▶ DOCUMENTO FUENTE:

Los 'afters' de Alfonso XIII: la mala noche madrileña a principios del siglo XX
El Rey y la nobleza se dejaban ver con mujeres ambivalentes y fuera de lo común como La Chelito, Raquel Meller o Consuelo Vello, la Fornarina

El Rey Alfonso XII era un hombre de carácter llano y desenfadado, bondadoso en su trato hacia el pueblo, que lo recibió con el mismo entusiasmo con el que había mandado a su madre al exilio. A nivel político su reinado trajo paz y estabilidad al país, pero no a la noche. Al Monarca le perdía la compañía de mujeres, oficiales y gente llana, de modo que no era difícil encontrarle, como a su abuelo Fernando VII, en tabernas y colmados lanzando risotadas y alguna palmada a sus compadres.
Rodeado de un corrillo volante de amigos, Alfonso no faltaba al teatro, la ópera, las jornadas de caza, el billar, las partidas de naipes nocturnas y cualquier diversión que la mala vida madrileña le brindara. Su Madrid literalmente no dormía: los teatros programaban sus últimas sesiones a la una de la madrugada, la mayoría de los cafés estaban abiertos las veinticuatro horas y se celebraban tertulias de madrugada, mientras que los bailes, ya fueran las mazurcas, la polca, «que vino de Polonia en ferrocarril», los pasodobles, las habaneras o los valses, se alargaban hasta que salía el sol o los danzantes se retiraban a los reservados.
Al Rey le gustaba lanzarse a esa oscuridad, embozado hasta los ojos en una amplia capa, a descubrir los encantos más populares. Ni una ni dos veces llegó Alfonso XII al Palacio Real cuando el alba clareaba, y no siempre con los reflejos en su sitio. Según narró el periodista Pedro de Répide, en una ocasión que pidió ayuda a un amable viandante o sereno, esto no quedó claro en esta anécdota, para que le indicara la dirección de su palacio. Frente al Arco de la Armería, el Rey se volvió hacia su salvador y le agradeció su servicio:
–Alfonso XII, aquí en palacio me tiene usted.
A lo que replicó el hombre, remarcando las jotas cuando quería señalar las eses, con sarcasmo:
–Pío IX, en el Vaticano, a su disposición.
Uno de los preceptores del Rey había ya alertado de que, desde muy joven, el heredero mostraba «un exceso de imaginación en cierto terreno», mientras otro de los encargados de su educación habló de «la vehemencia que tiene por los placeres que le agradaban». Y algo debía intuir su madre de estos impulsos cuando le aconsejó: «Hijo mío, no hagas locuras […] y no des gusto a los que no quieren tu casa, de romperte la crisma».
Para la fortuna de Alfonso, todo lo estrictos que fueron los prohombres de la nación al examinar la vida privada de Isabel II lo fueron de indulgentes con la de su hijo, que en escándalos sexuales no se amilanó, pero, al menos, se esforzó en separar el sexo de la política en la medida de lo posible. Que el Monarca no llevara a la alcoba a sus ministros o asistentes rebajó unos cuantos grados la temperatura de la Corte.
Un nuevo local
Se cuenta para diversión de quienes imaginan a Antonio Cánovas como una especie de viejo y venerable gruñón que, cada vez que despachaban, el malagueño sermoneaba al rey y le pedía que se dejara de frecuentar los pinares de Chamartín en malas compañías. Alfonso, siempre canalla, prometía contenerse: «Descuide usted, Don Antonio, que no volverá a ocurrir».

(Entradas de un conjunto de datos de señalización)
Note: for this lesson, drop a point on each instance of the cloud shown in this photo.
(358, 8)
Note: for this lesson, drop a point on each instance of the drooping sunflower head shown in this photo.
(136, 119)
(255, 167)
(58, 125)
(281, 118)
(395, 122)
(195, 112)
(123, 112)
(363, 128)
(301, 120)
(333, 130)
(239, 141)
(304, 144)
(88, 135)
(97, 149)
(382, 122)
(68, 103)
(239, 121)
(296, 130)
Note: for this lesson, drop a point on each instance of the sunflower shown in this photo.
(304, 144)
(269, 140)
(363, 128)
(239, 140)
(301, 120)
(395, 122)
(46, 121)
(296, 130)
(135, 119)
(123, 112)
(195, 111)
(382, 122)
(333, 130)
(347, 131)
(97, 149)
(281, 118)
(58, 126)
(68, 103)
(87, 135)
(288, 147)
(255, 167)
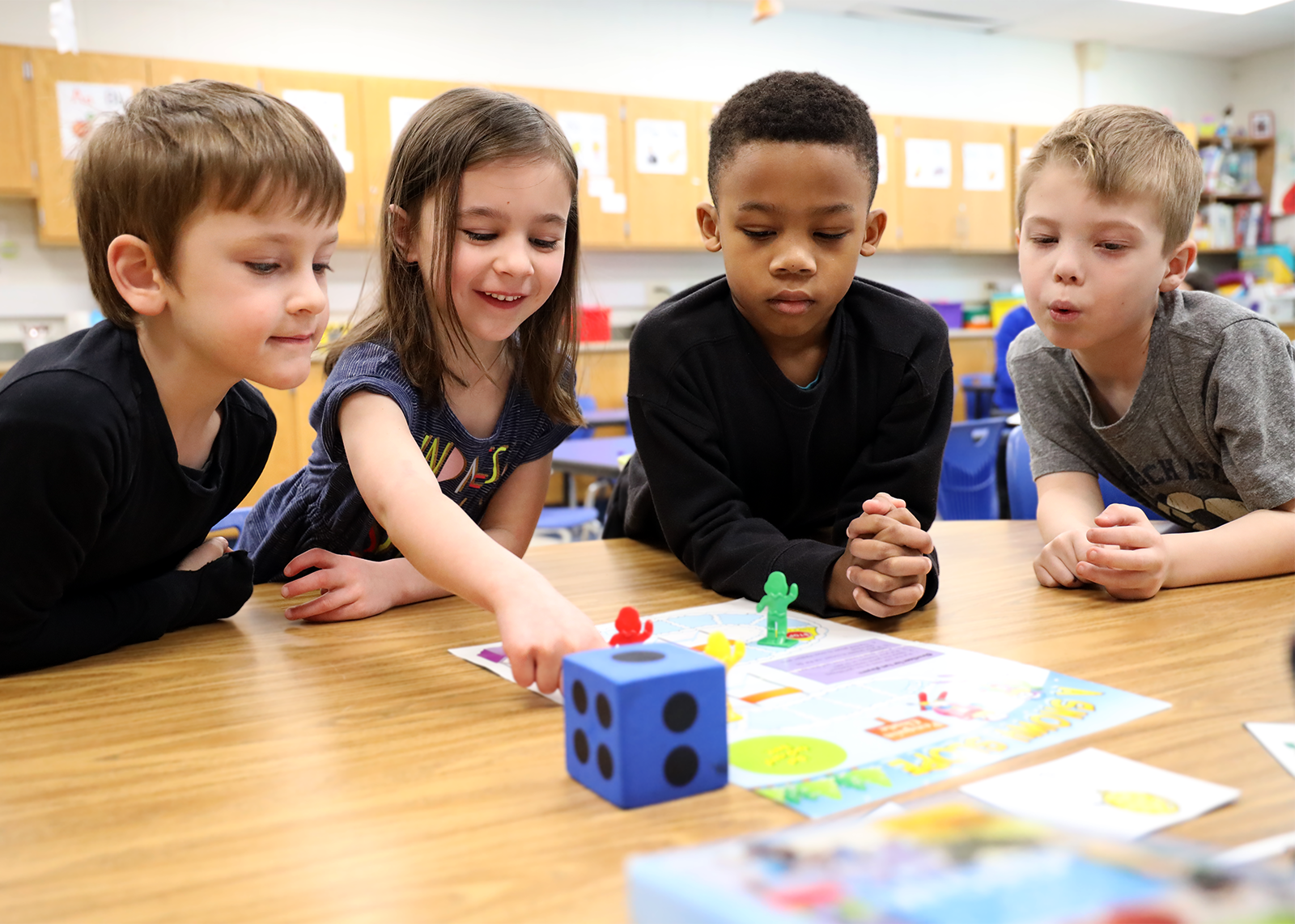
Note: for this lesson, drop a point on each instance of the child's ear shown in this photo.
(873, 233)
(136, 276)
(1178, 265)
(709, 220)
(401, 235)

▶ TAREAS:
A – ¿Qué bailes enumera el artículo sobre la noche madrileña? Nómbralos todos.
B – Retoma el artículo sobre la noche madrileña a partir de su última oración y continúalo.
Los registros no hacen falta para nada.

▶ RESPUESTAS POR TAREA:
A – Las mazurcas, la polca, los pasodobles, las habaneras y los valses.

B –
«En aquel salón de baile parecía que se daban cita los locos de todos los manicomios del mundo. Un ruido infernal de conversaciones en voz alta, de gritos estentóreos, de aullidos salvajes»
En cualquier caso, la prematura muerte del Monarca con 27 años dejó no solo a su segunda esposa viuda, sino también a la noche madrileña. Su único hijo varón, Alfonso XIII, se ofreció en cuando creció a ocupar su hueco. Con las hormonas de Alfonso en ebullición, apareció en Madrid un nuevo tipo de local, mezcla de café y de taberna, que metió más rombos a la noche castiza. Enrique Chicote, autor de 'Cuando Fernando VII gastaba paletó', describe estos cafés cantantes así:
«En aquel salón de baile parecía que se daban cita los locos de todos los manicomios del mundo. Un ruido infernal de conversaciones en voz alta, de gritos estentóreos, de aullidos salvajes. Una nube de humo de tabaco del peor, que asfixiaba y ennegrecía los pulmones; un perfume que no era oriental precisamente, puesto que era producido por gentes ahítas de alcohol y esencias baratas; un montón de carne humana que se empujaba, se pisaba, saltaba, corría; de todo menos bailar, dominaban los movimientos epilépticos, obscenos, efecto de borracheras no disimuladas».

En la parte más tumultuosa de estos locales se pecaba con gran publicidad, mientras que en los sótanos se hacía con disimulo y, tal vez por ello, de forma más primitiva. De hacer caso a los rumores en los sótanos de una de estas tabernas, la de los Gabrieles, descendían no solo gentes de baja estofa, sino también periodistas, artistas, aristócratas y el propio Alfonso XIII para participar en noches que duraban varias lunas y donde reinaba la promiscuidad. Hasta se cuenta que se hacían parodias eróticas toreando a mujeres desnudas.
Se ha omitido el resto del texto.